# THE INPUT
☆ ☆ ☆
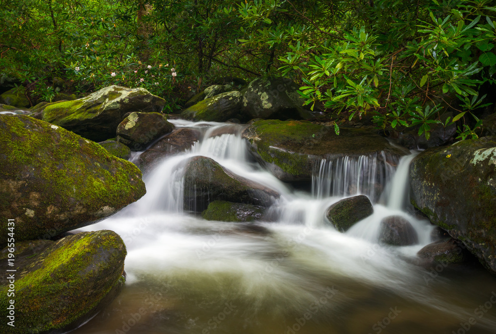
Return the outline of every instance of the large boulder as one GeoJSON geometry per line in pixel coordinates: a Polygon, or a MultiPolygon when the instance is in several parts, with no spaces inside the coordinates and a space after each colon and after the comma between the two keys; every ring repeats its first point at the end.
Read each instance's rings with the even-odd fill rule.
{"type": "Polygon", "coordinates": [[[496,274],[496,137],[426,150],[410,178],[414,205],[496,274]]]}
{"type": "Polygon", "coordinates": [[[327,208],[325,216],[338,231],[344,232],[372,213],[373,207],[369,197],[359,195],[334,203],[327,208]]]}
{"type": "Polygon", "coordinates": [[[419,242],[413,226],[400,216],[390,216],[380,221],[379,242],[393,246],[408,246],[419,242]]]}
{"type": "Polygon", "coordinates": [[[145,192],[133,164],[27,116],[0,115],[0,216],[15,220],[16,241],[90,225],[145,192]]]}
{"type": "Polygon", "coordinates": [[[322,159],[375,154],[383,168],[410,153],[367,129],[343,128],[338,136],[333,128],[305,121],[258,120],[243,136],[255,158],[283,181],[311,180],[315,162],[322,159]]]}
{"type": "Polygon", "coordinates": [[[201,212],[215,200],[236,200],[267,207],[279,194],[274,191],[242,178],[204,156],[192,158],[185,168],[185,210],[201,212]]]}
{"type": "Polygon", "coordinates": [[[225,122],[240,112],[242,97],[236,91],[219,94],[184,110],[181,117],[192,121],[225,122]]]}
{"type": "Polygon", "coordinates": [[[287,78],[258,78],[243,95],[242,111],[248,119],[308,119],[311,113],[303,108],[300,88],[287,78]]]}
{"type": "Polygon", "coordinates": [[[174,128],[163,114],[131,112],[117,127],[117,141],[132,150],[139,151],[174,128]]]}
{"type": "Polygon", "coordinates": [[[117,127],[128,112],[160,112],[162,98],[144,88],[111,86],[73,101],[49,103],[43,120],[95,142],[115,137],[117,127]]]}
{"type": "Polygon", "coordinates": [[[201,216],[221,222],[252,222],[261,220],[265,209],[261,205],[216,200],[208,204],[201,216]]]}
{"type": "Polygon", "coordinates": [[[190,148],[201,135],[195,129],[180,128],[174,130],[140,155],[139,169],[143,173],[149,172],[165,157],[190,148]]]}
{"type": "Polygon", "coordinates": [[[31,103],[24,95],[25,92],[24,86],[19,86],[17,88],[7,91],[0,95],[0,103],[18,108],[28,108],[31,103]]]}
{"type": "MultiPolygon", "coordinates": [[[[16,232],[17,224],[15,228],[16,232]]],[[[125,246],[112,231],[83,232],[57,241],[16,239],[15,251],[13,267],[7,265],[10,248],[0,252],[4,273],[0,276],[0,333],[68,332],[91,319],[124,285],[125,246]],[[15,327],[8,324],[11,321],[15,327]]]]}

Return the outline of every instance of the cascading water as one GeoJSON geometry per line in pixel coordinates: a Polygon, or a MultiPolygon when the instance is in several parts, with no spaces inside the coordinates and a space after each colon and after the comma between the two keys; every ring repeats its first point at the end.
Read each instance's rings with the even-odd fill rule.
{"type": "Polygon", "coordinates": [[[408,183],[411,156],[394,177],[382,153],[323,161],[310,193],[251,160],[241,126],[174,122],[199,129],[202,139],[146,176],[140,200],[83,229],[122,237],[127,278],[116,299],[74,333],[450,334],[467,326],[470,333],[496,333],[496,307],[477,315],[496,296],[493,277],[477,267],[413,263],[432,228],[404,210],[400,185],[408,183]],[[268,210],[275,221],[207,221],[184,213],[183,167],[199,155],[280,194],[268,210]],[[330,205],[358,193],[376,202],[387,182],[389,199],[375,204],[372,216],[346,233],[325,224],[330,205]],[[377,243],[380,221],[390,215],[412,223],[418,244],[377,243]]]}

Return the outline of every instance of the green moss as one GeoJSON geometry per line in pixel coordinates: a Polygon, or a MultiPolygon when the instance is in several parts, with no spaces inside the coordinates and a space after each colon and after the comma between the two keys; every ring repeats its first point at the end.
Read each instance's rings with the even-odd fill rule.
{"type": "MultiPolygon", "coordinates": [[[[25,261],[16,277],[16,328],[20,333],[63,329],[89,315],[121,284],[125,254],[120,237],[104,231],[61,239],[25,261]]],[[[8,288],[0,289],[4,313],[8,288]]]]}
{"type": "MultiPolygon", "coordinates": [[[[61,232],[85,223],[87,225],[99,217],[85,213],[98,212],[104,206],[116,211],[144,194],[139,170],[96,143],[28,116],[0,115],[0,141],[3,144],[0,146],[0,182],[2,179],[30,182],[24,197],[16,199],[21,212],[12,214],[23,217],[22,207],[34,210],[38,229],[51,230],[57,222],[69,224],[60,227],[61,232]],[[29,175],[31,178],[23,179],[21,175],[29,175]],[[39,205],[30,207],[26,197],[33,192],[42,196],[39,205]],[[47,215],[47,208],[50,207],[66,218],[38,218],[47,215]]],[[[0,197],[13,195],[6,190],[0,190],[0,197]]],[[[0,212],[11,209],[7,209],[9,204],[6,206],[6,201],[0,201],[0,212]]],[[[0,223],[0,227],[5,224],[0,223]]],[[[29,225],[24,229],[20,226],[16,229],[17,239],[36,238],[36,231],[29,225]]]]}

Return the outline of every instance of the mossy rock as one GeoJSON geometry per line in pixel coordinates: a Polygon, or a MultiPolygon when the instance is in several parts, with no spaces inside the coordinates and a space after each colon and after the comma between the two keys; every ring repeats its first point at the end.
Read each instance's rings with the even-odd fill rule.
{"type": "Polygon", "coordinates": [[[383,157],[378,154],[382,159],[378,162],[394,166],[410,153],[367,129],[343,128],[338,136],[333,128],[306,121],[258,120],[243,136],[255,158],[284,181],[311,180],[314,164],[322,159],[383,152],[383,157]]]}
{"type": "Polygon", "coordinates": [[[164,114],[131,112],[117,127],[117,141],[131,150],[139,151],[174,128],[164,114]]]}
{"type": "Polygon", "coordinates": [[[167,156],[184,152],[191,148],[201,137],[197,129],[177,129],[160,139],[139,156],[139,169],[143,173],[151,170],[167,156]]]}
{"type": "Polygon", "coordinates": [[[124,144],[116,141],[105,141],[98,143],[100,146],[118,158],[127,160],[131,156],[131,150],[124,144]]]}
{"type": "Polygon", "coordinates": [[[414,205],[496,275],[496,137],[427,149],[410,172],[414,205]]]}
{"type": "Polygon", "coordinates": [[[43,120],[102,142],[115,136],[128,112],[160,112],[165,104],[144,88],[111,86],[82,98],[49,104],[43,111],[43,120]]]}
{"type": "Polygon", "coordinates": [[[299,88],[287,78],[257,78],[243,94],[242,112],[248,119],[308,119],[312,115],[303,107],[299,88]]]}
{"type": "Polygon", "coordinates": [[[220,222],[252,222],[260,220],[265,208],[261,205],[216,200],[208,204],[201,216],[220,222]]]}
{"type": "Polygon", "coordinates": [[[219,94],[185,109],[181,117],[192,121],[225,122],[239,112],[242,97],[237,91],[219,94]]]}
{"type": "Polygon", "coordinates": [[[27,116],[0,115],[0,215],[15,219],[16,241],[93,224],[145,192],[133,164],[27,116]]]}
{"type": "Polygon", "coordinates": [[[369,197],[359,195],[336,202],[327,208],[325,216],[338,231],[344,232],[373,213],[369,197]]]}
{"type": "MultiPolygon", "coordinates": [[[[16,227],[17,226],[16,225],[16,227]]],[[[1,268],[16,270],[15,296],[8,275],[0,278],[2,333],[62,333],[84,323],[109,303],[124,286],[125,246],[115,232],[83,232],[57,241],[15,242],[15,267],[8,249],[1,268]],[[15,328],[7,325],[7,305],[15,300],[15,328]]],[[[10,320],[8,320],[10,321],[10,320]]]]}
{"type": "Polygon", "coordinates": [[[24,95],[25,92],[25,89],[23,86],[7,91],[0,95],[0,103],[17,108],[29,108],[31,103],[24,95]]]}
{"type": "Polygon", "coordinates": [[[232,200],[267,207],[279,194],[234,174],[215,161],[198,156],[185,167],[183,203],[186,210],[201,212],[216,200],[232,200]]]}

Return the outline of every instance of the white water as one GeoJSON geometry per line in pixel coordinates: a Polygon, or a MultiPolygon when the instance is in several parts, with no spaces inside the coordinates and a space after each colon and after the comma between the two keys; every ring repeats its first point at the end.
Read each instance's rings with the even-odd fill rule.
{"type": "MultiPolygon", "coordinates": [[[[238,131],[212,137],[225,126],[174,123],[201,127],[203,138],[147,176],[143,198],[82,229],[112,230],[123,238],[128,251],[127,290],[100,322],[92,321],[93,325],[77,333],[116,333],[122,321],[155,293],[161,296],[158,301],[146,308],[153,316],[143,317],[135,333],[298,332],[295,321],[315,306],[315,300],[327,296],[330,287],[336,293],[312,311],[311,319],[299,333],[378,333],[373,326],[395,307],[402,310],[401,316],[390,319],[391,326],[382,333],[451,333],[452,329],[456,333],[460,323],[473,316],[477,303],[496,289],[495,280],[484,274],[460,280],[438,275],[431,280],[429,270],[412,263],[416,252],[431,241],[432,229],[404,210],[403,185],[408,184],[412,156],[401,159],[394,177],[392,167],[381,165],[376,156],[323,161],[309,193],[292,190],[251,161],[238,131]],[[268,210],[276,221],[259,222],[261,227],[252,230],[246,224],[208,222],[184,213],[182,167],[198,155],[280,193],[268,210]],[[372,184],[384,188],[380,183],[391,179],[387,204],[374,204],[372,216],[344,234],[325,224],[330,205],[356,193],[376,197],[364,190],[372,184]],[[390,215],[402,216],[412,224],[418,244],[377,243],[380,222],[390,215]],[[229,317],[224,314],[225,321],[216,321],[214,327],[210,322],[225,309],[226,303],[233,303],[237,311],[229,317]]],[[[478,319],[471,333],[496,333],[495,327],[495,313],[489,312],[478,319]]]]}

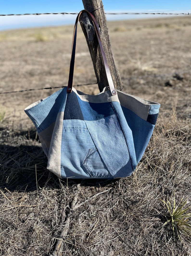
☆ ☆ ☆
# WHAT IS EXPECTED
Reproduce the listing verbatim, starting at the line that contains "Return the outline of every instance of the white" and ending at the end of the listing. Leave the pictures out of your answer.

# RESULT
Return the outline of every instance of the white water as one GeoJSON geometry per line in pixel coordinates: a Polygon, or a MultiPolygon when the instance is in several parts, with no spaces inside the coordinates and a space after each colon and after the comma between the two keys; every ring repeats its first point at the end.
Read each instance's rings with the even-odd fill rule.
{"type": "MultiPolygon", "coordinates": [[[[238,131],[212,137],[225,126],[174,123],[201,127],[203,138],[147,176],[143,198],[82,229],[112,230],[123,238],[128,251],[127,290],[100,322],[92,321],[93,325],[77,333],[116,333],[122,321],[155,293],[161,296],[158,301],[146,308],[153,316],[143,317],[135,333],[298,332],[295,321],[315,306],[315,300],[327,296],[330,287],[336,293],[312,311],[311,319],[299,333],[378,333],[373,326],[395,307],[402,310],[401,316],[390,319],[391,326],[382,333],[451,333],[452,329],[456,333],[460,323],[473,316],[477,303],[496,289],[495,280],[484,274],[460,280],[438,275],[431,280],[429,270],[412,263],[416,252],[431,241],[432,229],[404,210],[403,185],[408,184],[412,156],[401,159],[394,177],[392,167],[381,165],[376,156],[323,161],[309,193],[292,190],[251,161],[238,131]],[[268,210],[276,221],[259,222],[261,227],[252,230],[246,224],[208,222],[184,213],[182,167],[198,155],[280,193],[268,210]],[[372,184],[384,188],[380,183],[391,179],[387,204],[374,204],[372,216],[344,234],[325,224],[330,205],[356,193],[376,197],[364,190],[372,184]],[[390,215],[402,216],[412,224],[418,244],[377,243],[380,222],[390,215]],[[229,317],[224,314],[225,321],[216,321],[214,327],[210,322],[225,309],[226,303],[233,303],[237,311],[229,317]]],[[[478,319],[471,333],[496,333],[495,327],[495,313],[489,312],[478,319]]]]}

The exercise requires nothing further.